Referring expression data
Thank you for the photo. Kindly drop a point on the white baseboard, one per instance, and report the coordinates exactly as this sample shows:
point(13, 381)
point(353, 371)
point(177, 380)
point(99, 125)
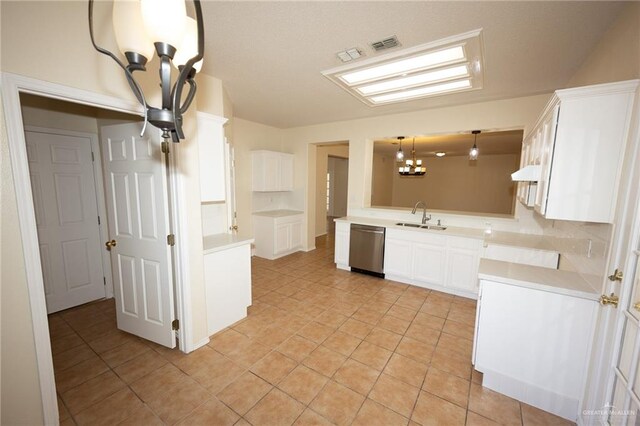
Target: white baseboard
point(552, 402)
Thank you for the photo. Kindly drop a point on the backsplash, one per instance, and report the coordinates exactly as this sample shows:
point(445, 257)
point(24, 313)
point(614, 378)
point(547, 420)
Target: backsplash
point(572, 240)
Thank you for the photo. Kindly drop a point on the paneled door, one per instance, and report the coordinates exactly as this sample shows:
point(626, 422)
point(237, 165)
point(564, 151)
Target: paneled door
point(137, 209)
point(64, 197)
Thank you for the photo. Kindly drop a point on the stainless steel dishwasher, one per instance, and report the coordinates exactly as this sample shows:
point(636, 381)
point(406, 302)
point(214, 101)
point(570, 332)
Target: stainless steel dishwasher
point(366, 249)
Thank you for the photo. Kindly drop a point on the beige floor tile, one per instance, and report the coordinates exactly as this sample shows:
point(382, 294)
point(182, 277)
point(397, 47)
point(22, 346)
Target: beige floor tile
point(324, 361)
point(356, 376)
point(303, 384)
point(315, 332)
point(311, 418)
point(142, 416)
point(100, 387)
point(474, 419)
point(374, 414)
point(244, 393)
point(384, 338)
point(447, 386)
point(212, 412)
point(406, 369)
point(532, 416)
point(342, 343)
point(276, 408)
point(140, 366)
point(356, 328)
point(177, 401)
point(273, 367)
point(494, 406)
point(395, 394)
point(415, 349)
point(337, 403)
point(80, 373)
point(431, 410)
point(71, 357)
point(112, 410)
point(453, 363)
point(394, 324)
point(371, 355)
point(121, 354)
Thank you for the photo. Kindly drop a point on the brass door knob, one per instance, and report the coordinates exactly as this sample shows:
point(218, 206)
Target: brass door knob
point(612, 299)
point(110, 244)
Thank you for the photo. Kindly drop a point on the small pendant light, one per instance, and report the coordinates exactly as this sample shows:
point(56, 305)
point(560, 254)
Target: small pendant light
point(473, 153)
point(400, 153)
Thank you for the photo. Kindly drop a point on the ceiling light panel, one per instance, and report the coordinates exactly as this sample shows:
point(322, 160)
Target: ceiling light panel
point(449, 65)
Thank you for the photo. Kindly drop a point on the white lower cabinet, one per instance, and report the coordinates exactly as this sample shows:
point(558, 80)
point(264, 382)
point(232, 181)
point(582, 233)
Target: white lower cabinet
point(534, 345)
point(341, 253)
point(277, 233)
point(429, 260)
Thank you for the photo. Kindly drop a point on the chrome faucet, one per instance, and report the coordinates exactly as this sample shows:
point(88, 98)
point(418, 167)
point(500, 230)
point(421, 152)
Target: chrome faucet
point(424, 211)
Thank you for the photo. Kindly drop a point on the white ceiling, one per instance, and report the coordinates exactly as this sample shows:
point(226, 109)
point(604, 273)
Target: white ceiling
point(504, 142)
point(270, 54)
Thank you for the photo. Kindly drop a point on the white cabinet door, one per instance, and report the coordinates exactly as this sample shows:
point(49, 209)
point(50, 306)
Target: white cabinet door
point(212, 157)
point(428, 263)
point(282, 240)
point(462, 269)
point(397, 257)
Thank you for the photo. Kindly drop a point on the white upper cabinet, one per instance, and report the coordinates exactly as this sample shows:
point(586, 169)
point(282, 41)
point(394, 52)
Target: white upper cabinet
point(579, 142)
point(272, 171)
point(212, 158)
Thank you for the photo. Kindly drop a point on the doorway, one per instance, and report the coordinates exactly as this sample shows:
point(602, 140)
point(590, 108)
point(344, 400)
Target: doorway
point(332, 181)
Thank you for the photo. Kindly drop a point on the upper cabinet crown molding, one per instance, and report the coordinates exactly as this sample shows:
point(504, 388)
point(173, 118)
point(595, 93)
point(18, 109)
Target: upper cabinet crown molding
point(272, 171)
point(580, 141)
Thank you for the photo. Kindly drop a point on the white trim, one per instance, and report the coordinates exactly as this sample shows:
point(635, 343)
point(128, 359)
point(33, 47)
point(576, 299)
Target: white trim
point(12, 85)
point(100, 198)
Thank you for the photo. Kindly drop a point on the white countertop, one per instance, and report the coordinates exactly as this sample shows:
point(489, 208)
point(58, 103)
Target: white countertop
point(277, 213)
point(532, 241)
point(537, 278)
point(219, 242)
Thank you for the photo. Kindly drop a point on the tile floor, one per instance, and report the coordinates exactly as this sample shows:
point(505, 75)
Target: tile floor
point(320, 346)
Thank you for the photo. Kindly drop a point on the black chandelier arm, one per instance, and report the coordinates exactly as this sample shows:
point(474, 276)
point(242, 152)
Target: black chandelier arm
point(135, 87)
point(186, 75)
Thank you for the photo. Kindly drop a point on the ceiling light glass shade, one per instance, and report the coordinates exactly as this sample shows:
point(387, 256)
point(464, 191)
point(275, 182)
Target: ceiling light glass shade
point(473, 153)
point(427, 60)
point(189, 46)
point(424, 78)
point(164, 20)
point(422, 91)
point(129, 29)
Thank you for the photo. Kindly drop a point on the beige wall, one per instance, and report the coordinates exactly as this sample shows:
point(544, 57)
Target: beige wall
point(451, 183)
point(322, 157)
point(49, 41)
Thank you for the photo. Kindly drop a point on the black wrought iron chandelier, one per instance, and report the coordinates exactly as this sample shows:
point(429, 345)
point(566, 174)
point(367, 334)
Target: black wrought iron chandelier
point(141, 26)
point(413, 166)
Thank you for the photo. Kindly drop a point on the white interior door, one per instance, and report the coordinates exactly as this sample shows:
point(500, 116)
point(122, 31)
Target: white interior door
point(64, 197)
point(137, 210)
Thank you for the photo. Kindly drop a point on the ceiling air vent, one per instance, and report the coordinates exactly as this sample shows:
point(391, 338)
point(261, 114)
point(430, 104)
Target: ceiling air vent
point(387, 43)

» **PROBLEM**: Every record gets retyped exactly; no picture goes into the copy.

» **COMPLETED TASK**:
Thank you for the photo. Kindly drop a point on the white baseboard, one per instance, and report the coordinates exactly as this sample shows:
point(13, 381)
point(353, 371)
point(177, 380)
point(99, 125)
Target: white baseboard
point(552, 402)
Thank you for the photo. Kindly drop a point on the backsplash, one per instance, and report the coordinates exactly as this sample shows:
point(445, 257)
point(24, 313)
point(614, 378)
point(547, 420)
Target: backsplash
point(572, 240)
Thank you for the photo. Kindly drop a point on the paneled door, one per instance, and report the coordinates exactly as this sample shows:
point(626, 422)
point(237, 165)
point(564, 151)
Target: paneled door
point(137, 209)
point(64, 197)
Thank you for the photo. Kindly drop a point on the stainless steel dishwasher, one per instance, and report the coordinates exactly as this sample shows:
point(636, 381)
point(406, 302)
point(214, 101)
point(570, 332)
Target: stainless steel dishwasher
point(366, 249)
Thank you for the photo. Kindly drop a point on the beige floor tile, one per instance, and report the coordinates exactly as this sample shows:
point(382, 294)
point(182, 277)
point(397, 47)
point(22, 346)
Target: beige floor tile
point(324, 361)
point(356, 376)
point(303, 384)
point(315, 332)
point(311, 418)
point(142, 416)
point(100, 387)
point(474, 419)
point(374, 414)
point(244, 393)
point(384, 338)
point(447, 386)
point(212, 412)
point(406, 369)
point(532, 416)
point(342, 343)
point(276, 408)
point(140, 366)
point(356, 328)
point(177, 401)
point(273, 367)
point(494, 406)
point(395, 394)
point(415, 349)
point(337, 403)
point(80, 373)
point(431, 410)
point(71, 357)
point(112, 410)
point(453, 363)
point(394, 324)
point(371, 355)
point(121, 354)
Thank you for the photo. Kindly drop a point on the brass door knob, one per instance, and report the coordinates exactly as this sample shows:
point(218, 206)
Target: brass door knob
point(612, 299)
point(110, 244)
Thank you for the photo. Kindly drop a point on the small pendant light, one per instance, and report the coordinates exactly as this sample shows:
point(56, 305)
point(560, 254)
Target: small pendant light
point(473, 153)
point(400, 153)
Thank you for the photo. Kindly drop a point on the ceiling light panel, one per instance, and report the coordinates exactly as this sample shows:
point(322, 160)
Target: ceiling light panel
point(449, 65)
Thank you for the photo. Kindly drop a point on the white lower cabinet, one per instance, and report the coordinates exactly as this sample shows:
point(558, 80)
point(264, 382)
point(232, 181)
point(582, 233)
Target: white lower cabinet
point(534, 345)
point(341, 253)
point(277, 233)
point(429, 260)
Thank you for the photo. Kindly drop a point on the chrome faucet, one per instance, and report the coordinates exactly as this sample shows:
point(88, 98)
point(418, 167)
point(500, 230)
point(421, 152)
Target: chrome faucet
point(424, 211)
Thank you for the photo. Kindly drop a point on the white ceiling, one per instance, and report the coordinates exactly as this sample shows:
point(226, 109)
point(604, 273)
Target: white ceiling
point(504, 142)
point(270, 54)
Thank you for the photo. Kindly drop a point on the white cabinet door, one per instance, and report the coordinates exactly as this sample shows:
point(49, 209)
point(50, 306)
Target: white cabinet door
point(212, 157)
point(428, 263)
point(282, 240)
point(462, 269)
point(397, 257)
Thank you for the photo. Kindly drop a point on the white upper cabinet, one per instance, and report the coordinates exactly as this sample shows:
point(586, 169)
point(282, 41)
point(394, 52)
Target: white upper cabinet
point(579, 142)
point(272, 171)
point(212, 158)
Thank you for the photo. Kindly drop a point on the doorway, one per instance, and report the coordinates exactly as this sample shows:
point(602, 140)
point(590, 108)
point(344, 400)
Target: doorway
point(332, 181)
Thank you for the photo. Kindly drop a point on the upper cabinet crown molding, one per instance, and report the coordinates exactly as this sample shows:
point(504, 388)
point(173, 118)
point(595, 93)
point(18, 109)
Target: upper cabinet crown molding
point(272, 171)
point(580, 141)
Thank you for the photo. Kindly drop a point on the white trim, one per instance, and report the coordinates exactly as this sample shows:
point(635, 343)
point(128, 359)
point(33, 47)
point(576, 299)
Target: white trim
point(12, 85)
point(100, 198)
Thank you for the photo. Kindly drop a point on the white countertop, one per instance, and report the coordinates exactly as this sample shows:
point(489, 208)
point(58, 103)
Target: white countertop
point(277, 213)
point(532, 241)
point(537, 278)
point(219, 242)
Thank you for the photo. Kindly drop a point on the tile floor, one per instance, and report the coordinates exactly as this sample shows:
point(505, 75)
Target: tile floor
point(320, 346)
Thank you for the photo. Kindly drop a point on the black chandelier arm, one per instance, and report the coordinates exactly as this sample shows:
point(474, 276)
point(242, 152)
Target: black chandelier arm
point(135, 87)
point(186, 75)
Thank you for the photo. Kindly drop a point on the ceiling light glass shade, one per instance, and report the coordinates exactly as this sample shows:
point(387, 256)
point(464, 191)
point(275, 182)
Target: ceiling light glass shade
point(473, 153)
point(427, 60)
point(189, 46)
point(424, 78)
point(164, 20)
point(422, 91)
point(129, 29)
Thank you for the photo. Kindly drop a point on the beige wall, one per instance, and report the coordinates exactly as this sample shows:
point(544, 57)
Target: beige wall
point(451, 183)
point(322, 157)
point(49, 41)
Thank you for the photo. Kindly drop a point on the black wrought iron chandelier, one per instance, and report the coordinates exactly as this sample shows:
point(429, 345)
point(566, 174)
point(367, 334)
Target: black wrought iron chandelier
point(141, 26)
point(413, 166)
Thank you for the photo. Kindly drop a point on the white interior door, one per instance, and report the coordinates exactly as this sample shows:
point(500, 116)
point(122, 31)
Target: white interior door
point(64, 197)
point(137, 210)
Thank you for the photo. Kindly drop a point on the ceiling air vent, one per instance, and report the coordinates exactly as this sample shows:
point(391, 338)
point(261, 114)
point(430, 104)
Target: ceiling air vent
point(387, 43)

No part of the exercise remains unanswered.